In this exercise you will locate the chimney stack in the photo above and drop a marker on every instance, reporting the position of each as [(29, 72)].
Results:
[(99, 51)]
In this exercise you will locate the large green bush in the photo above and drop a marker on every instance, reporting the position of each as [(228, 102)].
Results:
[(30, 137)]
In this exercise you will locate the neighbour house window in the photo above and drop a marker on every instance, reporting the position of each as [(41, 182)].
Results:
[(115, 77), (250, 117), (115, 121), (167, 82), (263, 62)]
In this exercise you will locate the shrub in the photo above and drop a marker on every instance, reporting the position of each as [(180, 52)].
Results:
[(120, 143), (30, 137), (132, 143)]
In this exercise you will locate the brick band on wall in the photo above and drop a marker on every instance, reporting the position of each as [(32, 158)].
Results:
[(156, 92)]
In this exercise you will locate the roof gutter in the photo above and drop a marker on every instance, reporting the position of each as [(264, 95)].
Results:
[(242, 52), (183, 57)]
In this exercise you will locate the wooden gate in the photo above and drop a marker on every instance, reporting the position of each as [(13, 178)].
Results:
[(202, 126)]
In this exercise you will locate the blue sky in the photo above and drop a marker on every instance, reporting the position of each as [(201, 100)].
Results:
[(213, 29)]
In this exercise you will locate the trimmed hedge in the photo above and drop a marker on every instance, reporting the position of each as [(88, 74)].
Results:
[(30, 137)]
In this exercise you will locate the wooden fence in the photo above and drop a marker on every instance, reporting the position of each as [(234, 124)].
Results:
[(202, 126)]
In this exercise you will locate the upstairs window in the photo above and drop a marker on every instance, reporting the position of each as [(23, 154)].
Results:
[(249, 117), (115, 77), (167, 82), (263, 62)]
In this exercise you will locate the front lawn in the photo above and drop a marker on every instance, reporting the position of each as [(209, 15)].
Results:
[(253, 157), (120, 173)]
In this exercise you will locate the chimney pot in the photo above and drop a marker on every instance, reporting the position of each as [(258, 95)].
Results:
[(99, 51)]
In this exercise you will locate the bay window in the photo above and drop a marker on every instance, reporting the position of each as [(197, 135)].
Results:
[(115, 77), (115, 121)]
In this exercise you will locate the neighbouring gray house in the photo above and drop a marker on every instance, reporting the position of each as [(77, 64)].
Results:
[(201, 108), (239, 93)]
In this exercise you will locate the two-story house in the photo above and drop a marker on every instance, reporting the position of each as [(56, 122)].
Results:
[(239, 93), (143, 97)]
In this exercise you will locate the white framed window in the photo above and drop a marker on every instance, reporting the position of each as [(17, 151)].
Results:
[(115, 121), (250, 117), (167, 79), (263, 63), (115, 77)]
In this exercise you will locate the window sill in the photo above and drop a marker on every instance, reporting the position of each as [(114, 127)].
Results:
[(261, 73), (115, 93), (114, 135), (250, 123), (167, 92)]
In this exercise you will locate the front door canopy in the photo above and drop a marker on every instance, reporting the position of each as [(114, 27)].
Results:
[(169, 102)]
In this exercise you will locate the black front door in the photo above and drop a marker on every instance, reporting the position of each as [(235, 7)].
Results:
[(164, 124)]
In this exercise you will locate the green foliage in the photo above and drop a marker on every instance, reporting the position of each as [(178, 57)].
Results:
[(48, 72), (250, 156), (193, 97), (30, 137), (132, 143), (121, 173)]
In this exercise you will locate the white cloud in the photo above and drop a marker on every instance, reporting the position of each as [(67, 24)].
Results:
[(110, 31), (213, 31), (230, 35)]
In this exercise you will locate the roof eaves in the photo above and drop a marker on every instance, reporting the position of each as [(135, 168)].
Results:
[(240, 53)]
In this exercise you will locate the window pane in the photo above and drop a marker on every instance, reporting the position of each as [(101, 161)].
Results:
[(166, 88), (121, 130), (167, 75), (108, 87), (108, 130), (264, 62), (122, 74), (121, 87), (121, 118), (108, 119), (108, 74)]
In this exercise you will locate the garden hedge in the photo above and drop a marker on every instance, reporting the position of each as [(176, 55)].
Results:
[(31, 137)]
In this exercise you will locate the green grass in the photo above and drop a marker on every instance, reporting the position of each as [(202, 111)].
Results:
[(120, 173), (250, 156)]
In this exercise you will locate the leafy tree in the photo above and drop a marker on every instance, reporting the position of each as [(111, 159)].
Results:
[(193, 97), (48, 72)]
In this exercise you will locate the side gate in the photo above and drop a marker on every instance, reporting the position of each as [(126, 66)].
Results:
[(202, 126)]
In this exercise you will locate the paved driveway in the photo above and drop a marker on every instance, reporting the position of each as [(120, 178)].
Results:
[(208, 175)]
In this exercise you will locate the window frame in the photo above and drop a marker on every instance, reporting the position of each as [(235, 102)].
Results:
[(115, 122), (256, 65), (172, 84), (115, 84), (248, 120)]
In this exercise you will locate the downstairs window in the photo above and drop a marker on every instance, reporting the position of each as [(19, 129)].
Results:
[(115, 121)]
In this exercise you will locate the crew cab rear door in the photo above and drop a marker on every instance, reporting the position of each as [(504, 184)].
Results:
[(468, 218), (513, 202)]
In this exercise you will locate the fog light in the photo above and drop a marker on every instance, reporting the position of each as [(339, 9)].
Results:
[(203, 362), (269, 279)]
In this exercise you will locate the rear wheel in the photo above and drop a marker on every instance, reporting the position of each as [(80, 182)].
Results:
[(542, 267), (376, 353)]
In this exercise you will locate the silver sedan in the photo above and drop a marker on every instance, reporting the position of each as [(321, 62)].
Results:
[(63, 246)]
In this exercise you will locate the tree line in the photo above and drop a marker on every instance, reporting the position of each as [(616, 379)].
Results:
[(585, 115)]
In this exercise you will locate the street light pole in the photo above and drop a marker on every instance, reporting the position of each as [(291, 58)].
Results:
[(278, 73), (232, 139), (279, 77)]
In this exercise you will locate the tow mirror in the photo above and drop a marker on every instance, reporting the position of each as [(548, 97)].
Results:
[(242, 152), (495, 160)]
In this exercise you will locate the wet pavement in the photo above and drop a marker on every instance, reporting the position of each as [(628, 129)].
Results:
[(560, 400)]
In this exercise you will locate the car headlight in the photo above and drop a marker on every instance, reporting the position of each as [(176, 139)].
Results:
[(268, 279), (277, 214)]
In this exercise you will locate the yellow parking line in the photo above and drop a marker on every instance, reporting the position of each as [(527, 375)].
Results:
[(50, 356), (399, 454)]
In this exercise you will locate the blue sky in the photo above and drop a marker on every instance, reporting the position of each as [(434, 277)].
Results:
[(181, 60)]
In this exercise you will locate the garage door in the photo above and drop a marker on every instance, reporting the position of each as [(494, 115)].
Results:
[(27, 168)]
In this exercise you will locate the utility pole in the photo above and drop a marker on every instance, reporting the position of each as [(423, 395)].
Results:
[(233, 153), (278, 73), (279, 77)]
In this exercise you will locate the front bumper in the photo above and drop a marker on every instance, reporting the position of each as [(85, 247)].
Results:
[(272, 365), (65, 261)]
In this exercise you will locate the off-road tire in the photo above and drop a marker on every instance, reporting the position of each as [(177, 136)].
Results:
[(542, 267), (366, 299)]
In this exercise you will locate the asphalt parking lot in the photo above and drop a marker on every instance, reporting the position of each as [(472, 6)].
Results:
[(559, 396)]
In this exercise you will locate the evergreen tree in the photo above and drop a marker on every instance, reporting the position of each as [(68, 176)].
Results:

- **Written task**:
Copy every one of the lines above word for word, in the same order.

- **Full output**:
In this exercise you will locate the chimney stack in the photo above and drop a marker on every instance, reporting the position of each as [(29, 72)].
Results:
[(99, 51)]
In this exercise you will locate the large green bush in the photo above and drop a marker on every instance, reporting the position of each as [(228, 102)].
Results:
[(30, 137)]
In this exercise you will locate the neighbour house window in the photo above and drop a marker on every instance, reporting the position of each as [(41, 182)].
Results:
[(115, 77), (250, 117), (115, 121), (167, 82), (263, 62)]
In this exercise you will locate the shrub in the photo above and drop a marker on every instance, reporting the position of each as [(180, 52)].
Results:
[(120, 143), (30, 137), (132, 143)]
In this exercise you will locate the brick band on wall in the photo above and drop a marker on every instance, reporting the position of each as [(32, 158)].
Results:
[(156, 92)]
In this exercise you will locate the roof gutter in the photo above and drop a marker on every instance, reporting the position of each as [(264, 95)].
Results:
[(242, 52), (183, 57)]
In this exercise you will locate the wooden gate in the photo above and drop a marker on every instance, reporting the position of each as [(13, 178)].
Results:
[(202, 126)]
In this exercise you will locate the blue sky in the photo above and drop a marker on every instance, reporting the position of each as [(201, 100)].
Results:
[(213, 29)]
In this exercise you will locate the trimmed hedge in the photo above and drop a marker on every instance, reporting the position of each as [(88, 74)].
Results:
[(30, 137)]
In this exercise you will locate the wooden fence in the photo above and drop a marker on every instance, reporting the position of each as [(234, 124)].
Results:
[(202, 126)]
In this exercise you will locate the upstairs window in the photo above and drop a marker on every instance, reporting the position of each as [(23, 154)].
Results:
[(249, 117), (115, 77), (167, 82), (263, 62)]
In this exercise you will locate the front lawn in the photo above and drop a marker on every instance, reporting the position of each as [(209, 15)].
Results:
[(253, 157), (120, 173)]
In this exercise you will locate the chimney pot in the photo above and drop a marker on every instance, reporting the position of each as [(258, 95)].
Results:
[(99, 51)]
In this exercise you will locate the bay window in the photo above and drop a marker on every instance, reporting the position of each as [(197, 135)].
Results:
[(115, 77), (115, 121)]
In this exercise you will locate the neighbouring gray house in the photo above and drop a marker on every instance, reporting the position of each as [(77, 64)].
Results:
[(201, 108), (239, 93)]
In this exercise you will locate the two-story house in the photo above and drop a marker on every instance, reporting the position of each as [(56, 122)].
Results:
[(239, 93), (143, 97)]
In this exercise you will locate the white framed window in the photo above and drop a marker on every instance, reporting the position of each as [(17, 151)].
Results:
[(115, 121), (250, 117), (167, 79), (263, 63), (115, 77)]
In this exercise you will locate the window sill in the photo above and drop a marker on every instance, reporting the position of each as [(114, 127)].
Results:
[(261, 73), (115, 93), (114, 135), (250, 123), (167, 92)]
In this exercise you will locate the front door canopy in the photo above and drop a marker on every instance, reporting the position of each as [(114, 27)].
Results:
[(169, 102)]
In this exercise you will locate the black front door in the photo above and drop a marker on every instance, reporting the position of each as [(235, 7)].
Results:
[(164, 124)]
In this exercise you will locate the green foliage in the photo above and drop a marker on every instance, reporting the position of each as [(178, 57)].
Results:
[(48, 72), (250, 156), (193, 97), (30, 137), (132, 143), (121, 173)]
In this exercise you will locate the white cloud in the photo above and drop a marker on every instance, reporting the position of each as [(67, 24)].
Results:
[(110, 31), (213, 31), (230, 35)]
In this exercise you will locate the roof eaves in the photo above and drop a marker on every instance, reporting the position of each as [(135, 168)].
Results:
[(240, 53)]
In this exercise you will locate the window pane in the photo above and drop a marker on every instance, reporting the position of each as [(101, 161)].
Results:
[(166, 88), (121, 130), (167, 75), (108, 87), (108, 130), (264, 62), (122, 74), (121, 87), (121, 118), (108, 119), (108, 74)]
In this exercise you will locate the garden hedge in the photo above and drop a marker on every instance, reporting the position of each as [(176, 55)].
Results:
[(31, 137)]
In this exercise you will locate the green grass in the photo above and drop a marker on every instance, reporting the position of each as [(202, 111)].
Results:
[(120, 173), (250, 156)]
In this exercise you will locate the leafy tree in the photo above and drop a marker on every instance, reporting the position of each as [(111, 159)].
Results:
[(193, 97), (48, 72)]
In this exercise you will locate the side gate in the photo above and drop a marker on every instance, reporting the position of each as [(126, 66)].
Results:
[(202, 126)]
In this exercise you will locate the paved driveway in the photo above and drop a marker on every instance, reporting the position of each as [(120, 178)].
Results:
[(208, 175)]
In this exercise you will locate the window frame in the photo above and drop a marker on every instance, reporting the position of each as [(235, 102)].
Results:
[(115, 122), (256, 65), (172, 84), (115, 84), (248, 120)]
In this exercise you will locate the downstairs window in the photo above and drop a marker on every instance, reporting the position of each as [(19, 129)].
Results:
[(115, 121)]
In this exercise you will locate the crew cab rear door in the photo above and drop a marker on every instance, reporting the position of each as [(504, 184)].
Results:
[(468, 218), (513, 202)]
In this exercise you will locate the fog light in the photo above and drop a marker on every instance, reporting the position of each as [(339, 9)].
Results:
[(203, 362), (269, 279)]
In this exercise you will locate the rear wheel in the photo above and drop a marker on every instance, reporting the position of each as [(80, 182)].
Results:
[(542, 267), (376, 353)]
In this exercise you will locate the silver sedan in the photo above and drop a marker on every instance, reporting the position of each as [(321, 62)].
Results:
[(63, 246)]
In this exercise you will locate the tree line in the photo above and drop a marker on every instance, reporting the position of each as [(616, 379)].
Results:
[(585, 115)]
In this exercise you will locate the street light pole in the photo above and drop a marker on every instance, reporting the position of each as [(291, 58)].
Results:
[(278, 73), (232, 139), (279, 77)]
In this exercise you will locate the tow mirror in the photo above and drop a marker on every instance, reporting the position of each as [(548, 97)].
Results:
[(242, 152), (495, 160)]
In this exercise you will locate the wet pavement in the photo above and drop a marker on every instance, reporting the position of each as [(628, 129)].
Results:
[(560, 400)]
In this exercise you will locate the car headlight in the photo above and drop a marker on every instance, reporting the position of each as [(176, 139)].
Results:
[(268, 279), (277, 214)]
In this exercise you will locate the yellow parking line in the photo above and drop a marker on every instance, reporting the position of each as [(527, 375)].
Results:
[(50, 356), (399, 454)]
In this exercise you will locate the blue sky in the photo above and drop a marker on every instance, reporting the position of each as [(434, 277)].
Results:
[(181, 60)]
In this exercise you will locate the garage door in the photo above and drop a marker on every instance, reporting the position of each as [(494, 115)].
Results:
[(27, 168)]
In this exercise you will locate the utility pole in the photo above and drop a marker on every instance, reporting the position of each as [(423, 395)].
Results:
[(233, 153), (278, 73), (279, 77)]
In this exercise you will locate the front bumper in the photo above and drop a marker on every instance, reporting the position of each as [(85, 247)].
Results:
[(272, 365), (65, 261)]
In this exercise you will locate the off-road tire in the photo above and drop a marker on every instance, reporting the position of each as [(177, 136)].
Results:
[(542, 267), (366, 299)]
In this exercise you will locate the asphalt parking lot in the photo above and drop a marker on every instance, reporting the position of each as [(472, 6)].
Results:
[(559, 396)]
In this exercise you will locate the evergreen tree in the photo above and drop a marker on every instance, reporting the position of each as [(68, 176)].
Results:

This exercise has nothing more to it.